-- Dataset entries follows --

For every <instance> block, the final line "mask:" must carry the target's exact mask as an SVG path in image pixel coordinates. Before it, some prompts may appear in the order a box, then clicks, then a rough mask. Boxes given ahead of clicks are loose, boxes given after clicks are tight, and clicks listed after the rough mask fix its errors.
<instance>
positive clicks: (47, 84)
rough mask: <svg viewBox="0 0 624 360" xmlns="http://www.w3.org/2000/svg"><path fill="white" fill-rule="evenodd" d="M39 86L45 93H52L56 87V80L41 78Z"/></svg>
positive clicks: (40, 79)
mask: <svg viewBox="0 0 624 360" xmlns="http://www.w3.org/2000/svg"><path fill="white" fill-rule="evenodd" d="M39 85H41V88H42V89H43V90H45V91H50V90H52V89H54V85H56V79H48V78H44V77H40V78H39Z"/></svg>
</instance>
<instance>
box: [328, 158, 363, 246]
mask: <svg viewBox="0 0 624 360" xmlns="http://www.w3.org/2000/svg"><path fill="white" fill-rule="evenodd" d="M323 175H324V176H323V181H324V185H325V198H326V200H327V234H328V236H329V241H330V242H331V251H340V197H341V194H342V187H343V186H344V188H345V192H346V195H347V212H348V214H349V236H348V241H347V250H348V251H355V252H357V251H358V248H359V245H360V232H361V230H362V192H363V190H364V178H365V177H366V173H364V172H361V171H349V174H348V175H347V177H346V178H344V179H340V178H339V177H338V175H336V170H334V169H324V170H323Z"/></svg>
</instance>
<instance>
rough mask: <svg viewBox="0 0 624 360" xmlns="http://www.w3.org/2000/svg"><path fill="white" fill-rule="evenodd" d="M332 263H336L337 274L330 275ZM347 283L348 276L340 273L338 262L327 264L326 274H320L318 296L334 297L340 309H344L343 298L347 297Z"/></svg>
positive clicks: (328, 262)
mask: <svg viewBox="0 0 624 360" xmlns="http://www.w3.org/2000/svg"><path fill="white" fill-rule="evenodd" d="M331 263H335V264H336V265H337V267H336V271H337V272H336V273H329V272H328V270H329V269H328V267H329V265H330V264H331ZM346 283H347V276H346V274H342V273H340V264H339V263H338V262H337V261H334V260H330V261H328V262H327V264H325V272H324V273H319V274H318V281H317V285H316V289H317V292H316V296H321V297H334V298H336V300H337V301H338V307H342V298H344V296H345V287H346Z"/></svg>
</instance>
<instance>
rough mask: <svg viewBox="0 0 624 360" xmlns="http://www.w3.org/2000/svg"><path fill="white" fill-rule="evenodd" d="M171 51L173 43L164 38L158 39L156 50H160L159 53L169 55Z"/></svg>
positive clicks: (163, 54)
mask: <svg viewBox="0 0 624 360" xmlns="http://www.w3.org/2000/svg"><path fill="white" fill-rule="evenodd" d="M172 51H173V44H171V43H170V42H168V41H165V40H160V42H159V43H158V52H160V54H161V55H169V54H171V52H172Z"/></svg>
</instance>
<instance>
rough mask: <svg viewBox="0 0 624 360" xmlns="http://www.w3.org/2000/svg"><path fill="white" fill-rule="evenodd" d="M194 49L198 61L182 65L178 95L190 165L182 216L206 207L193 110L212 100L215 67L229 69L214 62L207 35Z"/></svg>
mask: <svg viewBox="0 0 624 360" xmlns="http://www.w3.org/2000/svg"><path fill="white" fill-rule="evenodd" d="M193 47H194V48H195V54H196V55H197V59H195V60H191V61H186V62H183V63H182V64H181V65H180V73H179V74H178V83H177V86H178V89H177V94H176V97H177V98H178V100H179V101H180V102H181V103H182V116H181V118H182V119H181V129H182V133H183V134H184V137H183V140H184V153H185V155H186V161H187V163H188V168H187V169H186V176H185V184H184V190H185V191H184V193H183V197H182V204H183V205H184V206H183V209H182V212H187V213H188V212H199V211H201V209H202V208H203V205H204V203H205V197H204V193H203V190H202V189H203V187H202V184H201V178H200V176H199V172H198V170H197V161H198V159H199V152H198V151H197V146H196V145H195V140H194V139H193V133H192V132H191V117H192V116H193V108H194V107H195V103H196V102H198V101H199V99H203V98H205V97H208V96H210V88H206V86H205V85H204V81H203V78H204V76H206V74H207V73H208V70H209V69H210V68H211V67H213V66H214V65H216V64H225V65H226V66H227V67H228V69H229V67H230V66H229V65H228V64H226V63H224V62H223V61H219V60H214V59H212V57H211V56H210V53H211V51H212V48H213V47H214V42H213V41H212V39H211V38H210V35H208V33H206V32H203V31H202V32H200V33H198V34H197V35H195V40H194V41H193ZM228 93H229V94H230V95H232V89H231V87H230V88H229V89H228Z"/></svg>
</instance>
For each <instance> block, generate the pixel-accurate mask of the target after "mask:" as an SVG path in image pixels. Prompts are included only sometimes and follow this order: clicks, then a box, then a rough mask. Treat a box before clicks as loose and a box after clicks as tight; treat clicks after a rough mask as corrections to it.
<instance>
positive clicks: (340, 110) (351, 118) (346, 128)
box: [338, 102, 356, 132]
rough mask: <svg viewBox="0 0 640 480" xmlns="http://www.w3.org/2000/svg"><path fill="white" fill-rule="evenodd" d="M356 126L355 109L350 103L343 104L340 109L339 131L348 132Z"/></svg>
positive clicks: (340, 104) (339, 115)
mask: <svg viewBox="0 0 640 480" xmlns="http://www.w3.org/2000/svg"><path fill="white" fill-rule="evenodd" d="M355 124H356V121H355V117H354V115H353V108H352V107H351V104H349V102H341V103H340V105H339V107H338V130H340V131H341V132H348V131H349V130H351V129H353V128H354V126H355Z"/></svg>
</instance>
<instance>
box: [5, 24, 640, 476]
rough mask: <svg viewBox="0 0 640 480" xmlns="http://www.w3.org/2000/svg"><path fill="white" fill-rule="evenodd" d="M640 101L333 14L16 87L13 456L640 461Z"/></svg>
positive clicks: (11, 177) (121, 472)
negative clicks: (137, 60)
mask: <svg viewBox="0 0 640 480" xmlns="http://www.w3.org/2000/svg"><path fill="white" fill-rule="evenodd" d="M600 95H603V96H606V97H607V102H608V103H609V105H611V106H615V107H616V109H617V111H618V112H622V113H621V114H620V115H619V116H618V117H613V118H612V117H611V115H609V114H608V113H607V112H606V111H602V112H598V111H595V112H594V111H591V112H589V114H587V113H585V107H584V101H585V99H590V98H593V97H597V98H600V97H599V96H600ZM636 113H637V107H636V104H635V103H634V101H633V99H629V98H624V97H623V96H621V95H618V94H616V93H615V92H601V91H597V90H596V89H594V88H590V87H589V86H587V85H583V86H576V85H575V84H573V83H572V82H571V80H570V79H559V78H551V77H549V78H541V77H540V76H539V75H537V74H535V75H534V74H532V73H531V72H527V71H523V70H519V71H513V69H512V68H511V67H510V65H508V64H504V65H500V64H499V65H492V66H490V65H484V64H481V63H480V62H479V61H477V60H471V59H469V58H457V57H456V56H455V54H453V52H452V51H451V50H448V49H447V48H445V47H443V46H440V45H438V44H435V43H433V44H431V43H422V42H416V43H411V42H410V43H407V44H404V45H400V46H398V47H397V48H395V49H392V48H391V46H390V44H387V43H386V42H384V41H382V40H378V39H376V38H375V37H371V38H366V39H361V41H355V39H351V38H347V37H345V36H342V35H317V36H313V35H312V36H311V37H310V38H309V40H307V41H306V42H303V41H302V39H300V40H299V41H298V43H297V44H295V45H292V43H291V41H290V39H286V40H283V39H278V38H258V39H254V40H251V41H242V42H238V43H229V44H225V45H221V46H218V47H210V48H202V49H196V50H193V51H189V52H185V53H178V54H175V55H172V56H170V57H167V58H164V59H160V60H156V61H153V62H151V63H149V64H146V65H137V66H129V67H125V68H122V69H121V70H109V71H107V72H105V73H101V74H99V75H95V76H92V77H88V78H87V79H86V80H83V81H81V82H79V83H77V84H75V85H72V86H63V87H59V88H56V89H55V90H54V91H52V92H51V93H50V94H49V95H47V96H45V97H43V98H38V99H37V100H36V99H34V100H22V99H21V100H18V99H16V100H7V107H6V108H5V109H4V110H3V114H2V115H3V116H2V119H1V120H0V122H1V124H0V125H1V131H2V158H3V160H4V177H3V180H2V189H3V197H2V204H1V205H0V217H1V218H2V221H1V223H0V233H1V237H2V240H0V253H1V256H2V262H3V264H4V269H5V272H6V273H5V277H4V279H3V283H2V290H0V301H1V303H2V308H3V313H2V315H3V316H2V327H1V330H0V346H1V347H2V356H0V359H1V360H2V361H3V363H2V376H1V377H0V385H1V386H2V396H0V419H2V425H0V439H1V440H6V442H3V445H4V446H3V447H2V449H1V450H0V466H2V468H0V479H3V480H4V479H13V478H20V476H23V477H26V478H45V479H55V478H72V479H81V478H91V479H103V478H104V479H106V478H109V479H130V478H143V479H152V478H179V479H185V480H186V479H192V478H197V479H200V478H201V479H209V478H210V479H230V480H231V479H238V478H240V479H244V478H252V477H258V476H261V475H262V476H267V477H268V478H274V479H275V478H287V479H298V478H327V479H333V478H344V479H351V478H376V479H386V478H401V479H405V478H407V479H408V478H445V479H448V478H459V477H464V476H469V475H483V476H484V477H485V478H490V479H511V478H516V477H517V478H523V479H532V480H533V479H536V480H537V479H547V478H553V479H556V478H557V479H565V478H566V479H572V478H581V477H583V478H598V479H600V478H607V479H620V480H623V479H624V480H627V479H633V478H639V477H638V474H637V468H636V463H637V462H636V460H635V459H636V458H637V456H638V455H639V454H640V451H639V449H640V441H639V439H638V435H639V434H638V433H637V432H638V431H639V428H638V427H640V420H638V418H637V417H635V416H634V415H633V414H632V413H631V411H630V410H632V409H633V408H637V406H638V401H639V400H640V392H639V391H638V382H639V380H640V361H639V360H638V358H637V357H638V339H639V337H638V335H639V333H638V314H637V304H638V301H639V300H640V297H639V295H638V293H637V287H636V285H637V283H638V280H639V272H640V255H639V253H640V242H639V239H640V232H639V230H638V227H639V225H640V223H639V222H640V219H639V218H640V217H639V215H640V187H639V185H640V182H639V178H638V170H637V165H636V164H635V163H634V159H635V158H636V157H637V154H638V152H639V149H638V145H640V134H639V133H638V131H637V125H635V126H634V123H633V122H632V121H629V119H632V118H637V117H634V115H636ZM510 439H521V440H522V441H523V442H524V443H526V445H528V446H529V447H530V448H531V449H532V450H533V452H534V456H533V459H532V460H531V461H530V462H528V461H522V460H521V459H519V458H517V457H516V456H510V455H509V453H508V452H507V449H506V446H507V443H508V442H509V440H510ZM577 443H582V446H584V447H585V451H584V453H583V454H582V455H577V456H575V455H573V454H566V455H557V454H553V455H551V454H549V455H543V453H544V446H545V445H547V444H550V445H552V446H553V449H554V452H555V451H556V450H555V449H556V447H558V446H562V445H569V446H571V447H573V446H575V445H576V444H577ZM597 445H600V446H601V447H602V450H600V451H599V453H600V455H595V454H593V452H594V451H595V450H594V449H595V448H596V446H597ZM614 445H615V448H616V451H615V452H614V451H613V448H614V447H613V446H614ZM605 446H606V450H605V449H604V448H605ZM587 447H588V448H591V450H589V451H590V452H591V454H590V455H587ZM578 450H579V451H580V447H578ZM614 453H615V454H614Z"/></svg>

-- Dataset entries concluded --

Aim of the exercise:
Set the material down exactly as written, starting at its first line. The line containing "263H336L337 274L330 275ZM347" is the last one to include.

Problem solution:
For every <instance> block, the final line "mask:" must carry the target's exact mask as an SVG path in image pixel coordinates. Before it, some prompts may appear in the order a box, then clicks, then a rough mask. Boxes given ahead of clicks are loose, boxes given after clicks are tight, and clicks listed after the rough mask fix its errors.
<instance>
positive clicks: (47, 84)
rough mask: <svg viewBox="0 0 624 360" xmlns="http://www.w3.org/2000/svg"><path fill="white" fill-rule="evenodd" d="M39 86L45 93H52L56 87V80L41 78Z"/></svg>
positive clicks: (40, 79)
mask: <svg viewBox="0 0 624 360" xmlns="http://www.w3.org/2000/svg"><path fill="white" fill-rule="evenodd" d="M39 85H41V88H42V89H43V90H45V91H50V90H52V89H54V85H56V79H48V78H44V77H40V78H39Z"/></svg>
</instance>
<instance>
box: [328, 158, 363, 246]
mask: <svg viewBox="0 0 624 360" xmlns="http://www.w3.org/2000/svg"><path fill="white" fill-rule="evenodd" d="M323 175H324V176H323V181H324V185H325V198H326V200H327V234H328V236H329V241H330V242H331V251H340V197H341V194H342V187H343V186H344V188H345V192H346V195H347V212H348V214H349V236H348V241H347V250H348V251H355V252H357V251H358V248H359V245H360V232H361V230H362V192H363V190H364V178H365V177H366V173H364V172H361V171H349V174H348V175H347V177H346V178H344V179H340V178H339V177H338V175H336V170H334V169H324V170H323Z"/></svg>
</instance>
<instance>
rough mask: <svg viewBox="0 0 624 360" xmlns="http://www.w3.org/2000/svg"><path fill="white" fill-rule="evenodd" d="M332 263H336L337 274L330 275ZM347 283L348 276L340 273L338 262L327 264L326 274H320L318 296L334 297L340 309H344L343 298L347 297Z"/></svg>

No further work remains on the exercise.